Exercise brief: Write out all of the records below, reproducing each line character for character.
┏━━
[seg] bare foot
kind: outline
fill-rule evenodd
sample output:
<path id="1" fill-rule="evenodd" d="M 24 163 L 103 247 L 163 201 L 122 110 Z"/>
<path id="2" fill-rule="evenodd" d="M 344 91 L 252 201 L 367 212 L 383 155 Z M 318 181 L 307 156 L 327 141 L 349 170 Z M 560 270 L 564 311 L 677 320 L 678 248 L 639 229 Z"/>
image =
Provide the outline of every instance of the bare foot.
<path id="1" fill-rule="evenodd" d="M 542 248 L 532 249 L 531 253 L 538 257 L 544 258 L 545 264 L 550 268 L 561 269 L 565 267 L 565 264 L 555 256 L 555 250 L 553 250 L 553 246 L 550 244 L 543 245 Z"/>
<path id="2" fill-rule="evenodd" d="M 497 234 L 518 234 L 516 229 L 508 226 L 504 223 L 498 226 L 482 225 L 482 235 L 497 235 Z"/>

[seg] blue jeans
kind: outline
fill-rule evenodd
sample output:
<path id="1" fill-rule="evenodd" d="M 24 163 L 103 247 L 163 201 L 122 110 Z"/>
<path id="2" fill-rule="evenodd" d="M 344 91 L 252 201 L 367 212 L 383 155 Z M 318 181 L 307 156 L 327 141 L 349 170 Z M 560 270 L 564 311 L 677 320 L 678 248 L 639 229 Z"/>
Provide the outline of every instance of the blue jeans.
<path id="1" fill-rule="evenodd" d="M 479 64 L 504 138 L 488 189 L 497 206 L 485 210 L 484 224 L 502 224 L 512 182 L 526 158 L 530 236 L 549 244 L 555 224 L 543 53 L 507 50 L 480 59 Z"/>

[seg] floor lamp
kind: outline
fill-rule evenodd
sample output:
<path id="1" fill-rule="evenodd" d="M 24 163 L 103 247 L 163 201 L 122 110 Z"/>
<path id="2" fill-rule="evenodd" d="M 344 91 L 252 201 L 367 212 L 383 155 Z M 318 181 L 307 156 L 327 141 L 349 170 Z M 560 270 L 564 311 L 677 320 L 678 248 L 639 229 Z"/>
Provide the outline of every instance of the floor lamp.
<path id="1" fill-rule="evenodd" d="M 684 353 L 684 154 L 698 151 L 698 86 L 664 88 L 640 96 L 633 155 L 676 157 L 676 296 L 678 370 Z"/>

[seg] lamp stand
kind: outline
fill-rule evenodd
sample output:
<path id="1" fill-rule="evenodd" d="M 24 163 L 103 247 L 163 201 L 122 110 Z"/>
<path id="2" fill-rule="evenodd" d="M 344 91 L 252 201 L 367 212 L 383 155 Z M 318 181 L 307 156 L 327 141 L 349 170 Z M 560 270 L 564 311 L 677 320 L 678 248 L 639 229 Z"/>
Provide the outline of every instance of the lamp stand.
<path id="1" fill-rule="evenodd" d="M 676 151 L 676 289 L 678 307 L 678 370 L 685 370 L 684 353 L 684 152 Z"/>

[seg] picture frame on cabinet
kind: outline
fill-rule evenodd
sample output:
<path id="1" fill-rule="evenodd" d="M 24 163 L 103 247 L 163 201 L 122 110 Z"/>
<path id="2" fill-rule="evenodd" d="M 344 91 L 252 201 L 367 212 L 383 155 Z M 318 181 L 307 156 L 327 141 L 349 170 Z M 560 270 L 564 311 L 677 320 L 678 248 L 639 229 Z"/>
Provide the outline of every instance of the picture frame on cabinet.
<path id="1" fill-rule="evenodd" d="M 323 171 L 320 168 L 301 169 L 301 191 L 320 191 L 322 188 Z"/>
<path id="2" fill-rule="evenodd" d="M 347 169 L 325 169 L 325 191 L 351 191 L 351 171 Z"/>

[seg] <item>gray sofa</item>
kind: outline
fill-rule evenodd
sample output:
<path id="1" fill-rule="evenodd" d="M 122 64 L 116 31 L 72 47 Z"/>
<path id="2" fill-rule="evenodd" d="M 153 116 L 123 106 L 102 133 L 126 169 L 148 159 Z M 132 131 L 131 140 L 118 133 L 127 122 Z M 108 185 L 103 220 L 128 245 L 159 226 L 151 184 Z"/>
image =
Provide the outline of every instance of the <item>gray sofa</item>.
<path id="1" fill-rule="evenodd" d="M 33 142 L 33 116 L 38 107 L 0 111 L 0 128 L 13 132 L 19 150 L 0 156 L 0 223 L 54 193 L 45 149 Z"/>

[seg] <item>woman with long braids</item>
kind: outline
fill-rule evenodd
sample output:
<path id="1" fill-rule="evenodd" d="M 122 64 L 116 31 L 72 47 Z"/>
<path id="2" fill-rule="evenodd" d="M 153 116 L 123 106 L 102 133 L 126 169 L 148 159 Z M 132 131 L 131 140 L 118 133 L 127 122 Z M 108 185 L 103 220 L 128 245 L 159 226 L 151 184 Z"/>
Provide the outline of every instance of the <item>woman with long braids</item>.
┗━━
Task result:
[seg] bare foot
kind: outline
fill-rule evenodd
sample output:
<path id="1" fill-rule="evenodd" d="M 24 163 L 103 247 L 163 201 L 122 110 Z"/>
<path id="2" fill-rule="evenodd" d="M 344 91 L 252 201 L 367 212 L 383 155 Z M 318 181 L 307 156 L 327 141 L 349 170 Z M 560 270 L 564 311 L 677 320 L 678 248 L 639 229 Z"/>
image =
Provide the outline of every instance of the bare foot.
<path id="1" fill-rule="evenodd" d="M 542 248 L 532 249 L 531 253 L 538 257 L 544 258 L 545 264 L 550 268 L 561 269 L 565 267 L 565 264 L 555 256 L 555 250 L 553 250 L 553 246 L 550 244 L 543 245 Z"/>
<path id="2" fill-rule="evenodd" d="M 497 234 L 518 234 L 516 229 L 508 226 L 504 223 L 498 226 L 482 225 L 482 235 L 497 235 Z"/>

[seg] blue jeans
kind: outline
fill-rule evenodd
sample output:
<path id="1" fill-rule="evenodd" d="M 24 163 L 103 247 L 163 201 L 122 110 Z"/>
<path id="2" fill-rule="evenodd" d="M 344 91 L 252 201 L 367 212 L 383 155 Z M 318 181 L 307 156 L 327 141 L 349 170 Z M 560 270 L 564 311 L 677 320 L 678 248 L 639 229 Z"/>
Provide the outline of every instance of the blue jeans.
<path id="1" fill-rule="evenodd" d="M 479 64 L 504 138 L 488 189 L 497 206 L 485 210 L 484 224 L 502 224 L 512 182 L 526 158 L 530 236 L 549 244 L 555 224 L 543 53 L 507 50 L 480 59 Z"/>

[seg] floor lamp
kind: outline
fill-rule evenodd
sample output:
<path id="1" fill-rule="evenodd" d="M 24 163 L 103 247 L 163 201 L 122 110 Z"/>
<path id="2" fill-rule="evenodd" d="M 344 91 L 252 201 L 367 212 L 383 155 Z M 318 181 L 307 156 L 327 141 L 349 170 Z M 560 270 L 564 311 L 677 320 L 678 248 L 639 229 Z"/>
Provide the outline of every instance of the floor lamp.
<path id="1" fill-rule="evenodd" d="M 684 353 L 684 154 L 698 151 L 698 86 L 664 88 L 640 96 L 633 155 L 676 157 L 676 296 L 678 370 Z"/>

[seg] lamp stand
kind: outline
fill-rule evenodd
sample output:
<path id="1" fill-rule="evenodd" d="M 24 163 L 103 247 L 163 201 L 122 110 Z"/>
<path id="2" fill-rule="evenodd" d="M 344 91 L 252 201 L 367 212 L 383 155 Z M 318 181 L 307 156 L 327 141 L 349 170 Z M 560 270 L 564 311 L 677 320 L 678 248 L 639 229 Z"/>
Provide the outline of every instance of the lamp stand.
<path id="1" fill-rule="evenodd" d="M 676 151 L 676 289 L 678 307 L 678 370 L 685 370 L 684 353 L 684 152 Z"/>

[seg] picture frame on cabinet
kind: outline
fill-rule evenodd
sample output:
<path id="1" fill-rule="evenodd" d="M 24 163 L 103 247 L 163 201 L 122 110 Z"/>
<path id="2" fill-rule="evenodd" d="M 344 91 L 252 201 L 367 212 L 383 155 Z M 318 181 L 307 156 L 327 141 L 349 170 Z M 560 270 L 564 311 L 677 320 L 678 248 L 639 229 Z"/>
Provide the outline of every instance of the picture frame on cabinet.
<path id="1" fill-rule="evenodd" d="M 323 171 L 320 168 L 301 169 L 301 191 L 320 191 L 322 188 Z"/>
<path id="2" fill-rule="evenodd" d="M 347 169 L 325 169 L 325 191 L 351 191 L 351 171 Z"/>

[seg] <item>gray sofa</item>
kind: outline
fill-rule evenodd
sample output:
<path id="1" fill-rule="evenodd" d="M 122 64 L 116 31 L 72 47 Z"/>
<path id="2" fill-rule="evenodd" d="M 153 116 L 123 106 L 102 133 L 126 169 L 148 159 Z M 132 131 L 131 140 L 118 133 L 127 122 Z M 108 185 L 103 220 L 128 245 L 159 226 L 151 184 Z"/>
image =
Provide the outline of every instance of the <item>gray sofa</item>.
<path id="1" fill-rule="evenodd" d="M 33 142 L 33 116 L 38 107 L 0 111 L 0 128 L 13 132 L 19 150 L 0 156 L 0 223 L 54 193 L 45 149 Z"/>

[seg] <item>woman with long braids</item>
kind: outline
fill-rule evenodd
sample output:
<path id="1" fill-rule="evenodd" d="M 122 64 L 116 31 L 72 47 Z"/>
<path id="2" fill-rule="evenodd" d="M 153 116 L 123 106 L 102 133 L 126 169 L 148 159 Z M 132 131 L 131 140 L 118 133 L 127 122 Z M 108 185 L 103 220 L 128 245 L 159 226 L 151 184 Z"/>
Provide the outline of every instance of the <item>woman with long braids</item>.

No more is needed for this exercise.